▸ EXERCISE
Please copy word for word the stretch from "There's a charming" through "made of bronze." in the space museum text.

▸ TEXT PROVIDED
New Mexico Museum of Space History
Alamogordo, New Mexico
On the Earth end of space travel, the top three USA states have always been Florida, California, and Texas. The New Mexico Museum of Space History was built as a way to say, "Hey! Over here!" Housed in a glass cube that seems to hover above a scrubby desert hillside, it was the apex of cool when it opened in 1976.
The museum is still an astro-groovy place, partly because it stresses home state contributions, and partly because of its off-the-beaten-track desert location. It's preserved exhibits that committee-run institutional space attractions would have long-ago jettisoned (or never even considered).
There's a charming hand-made miniature of New Mexico's Trinity A-Bomb Monument on a burlap bag landscape, and a fun walk-in life-size crew module from "Space Station 2001" that looks as if it was built circa 1985. Our kind of stuff.
Local heroes are front-and-center at the museum. Ham the "World's First Astrochimp," who trained at nearby Holloman Air Force Base, is buried beneath its flag poles. The ticket booth lady told us that visitor offerings -- flowers and bananas -- are still routinely left atop Ham's grave (even though he's been dead since 1983).
The museum showcases Ham's little space suit and capsule-couch, along with a life-size chimp made of bronze.

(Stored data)
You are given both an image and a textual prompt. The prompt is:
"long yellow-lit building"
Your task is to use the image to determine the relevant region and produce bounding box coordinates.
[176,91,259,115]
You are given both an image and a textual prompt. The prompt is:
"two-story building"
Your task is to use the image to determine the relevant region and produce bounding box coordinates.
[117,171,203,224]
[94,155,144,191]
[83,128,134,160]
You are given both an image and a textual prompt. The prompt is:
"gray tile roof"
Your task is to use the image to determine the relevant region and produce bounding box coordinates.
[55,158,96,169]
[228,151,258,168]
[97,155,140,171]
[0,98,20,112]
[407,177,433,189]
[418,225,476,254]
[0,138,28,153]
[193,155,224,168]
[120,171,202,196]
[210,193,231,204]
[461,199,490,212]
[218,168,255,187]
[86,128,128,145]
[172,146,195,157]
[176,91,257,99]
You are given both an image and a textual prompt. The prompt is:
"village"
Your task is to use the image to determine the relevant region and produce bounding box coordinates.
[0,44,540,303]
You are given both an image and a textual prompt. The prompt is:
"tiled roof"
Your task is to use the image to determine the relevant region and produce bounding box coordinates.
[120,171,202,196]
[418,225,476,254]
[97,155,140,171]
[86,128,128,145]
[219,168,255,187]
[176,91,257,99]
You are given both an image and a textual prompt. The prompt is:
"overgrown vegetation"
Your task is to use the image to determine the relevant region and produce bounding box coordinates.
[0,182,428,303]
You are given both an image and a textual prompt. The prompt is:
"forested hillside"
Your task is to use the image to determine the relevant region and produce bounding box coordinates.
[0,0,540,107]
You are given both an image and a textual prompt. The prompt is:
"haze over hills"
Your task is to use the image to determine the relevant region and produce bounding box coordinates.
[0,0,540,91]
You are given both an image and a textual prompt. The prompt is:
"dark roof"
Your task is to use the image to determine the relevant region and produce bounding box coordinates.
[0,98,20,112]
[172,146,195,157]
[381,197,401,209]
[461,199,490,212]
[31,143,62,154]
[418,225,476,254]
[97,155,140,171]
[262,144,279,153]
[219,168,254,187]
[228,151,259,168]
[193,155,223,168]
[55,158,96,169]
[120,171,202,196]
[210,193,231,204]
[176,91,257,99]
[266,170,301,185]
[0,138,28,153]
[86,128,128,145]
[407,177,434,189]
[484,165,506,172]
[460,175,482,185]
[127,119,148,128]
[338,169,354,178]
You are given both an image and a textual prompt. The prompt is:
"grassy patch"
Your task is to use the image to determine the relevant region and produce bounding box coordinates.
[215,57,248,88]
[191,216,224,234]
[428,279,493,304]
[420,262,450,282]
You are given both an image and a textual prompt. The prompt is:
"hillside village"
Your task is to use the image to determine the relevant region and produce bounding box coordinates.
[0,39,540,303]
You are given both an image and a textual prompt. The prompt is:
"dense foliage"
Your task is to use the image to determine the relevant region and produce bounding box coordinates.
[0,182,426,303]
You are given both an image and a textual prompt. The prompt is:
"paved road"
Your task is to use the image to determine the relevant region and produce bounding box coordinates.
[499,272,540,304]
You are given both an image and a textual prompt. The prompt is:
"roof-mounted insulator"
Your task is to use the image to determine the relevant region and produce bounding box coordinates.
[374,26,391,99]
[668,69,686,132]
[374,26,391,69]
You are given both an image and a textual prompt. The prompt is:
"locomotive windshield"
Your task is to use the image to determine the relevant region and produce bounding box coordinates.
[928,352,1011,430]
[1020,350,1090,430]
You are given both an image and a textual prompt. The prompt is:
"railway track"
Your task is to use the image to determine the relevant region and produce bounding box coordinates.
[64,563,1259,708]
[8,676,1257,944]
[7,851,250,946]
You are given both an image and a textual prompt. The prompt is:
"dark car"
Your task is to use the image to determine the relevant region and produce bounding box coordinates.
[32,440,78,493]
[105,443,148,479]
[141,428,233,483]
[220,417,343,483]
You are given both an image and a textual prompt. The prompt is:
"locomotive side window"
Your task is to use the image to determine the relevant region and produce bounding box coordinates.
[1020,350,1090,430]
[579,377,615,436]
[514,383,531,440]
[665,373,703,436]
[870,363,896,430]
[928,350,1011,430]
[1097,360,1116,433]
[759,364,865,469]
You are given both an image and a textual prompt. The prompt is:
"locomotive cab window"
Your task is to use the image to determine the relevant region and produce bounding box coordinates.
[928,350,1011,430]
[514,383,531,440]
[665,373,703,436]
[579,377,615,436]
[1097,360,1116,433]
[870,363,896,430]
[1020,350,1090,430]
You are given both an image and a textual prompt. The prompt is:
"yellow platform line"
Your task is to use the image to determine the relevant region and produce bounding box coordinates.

▸ WRITTEN SOLUTION
There's a charming hand-made miniature of New Mexico's Trinity A-Bomb Monument on a burlap bag landscape, and a fun walk-in life-size crew module from "Space Station 2001" that looks as if it was built circa 1985. Our kind of stuff.
Local heroes are front-and-center at the museum. Ham the "World's First Astrochimp," who trained at nearby Holloman Air Force Base, is buried beneath its flag poles. The ticket booth lady told us that visitor offerings -- flowers and bananas -- are still routinely left atop Ham's grave (even though he's been dead since 1983).
The museum showcases Ham's little space suit and capsule-couch, along with a life-size chimp made of bronze.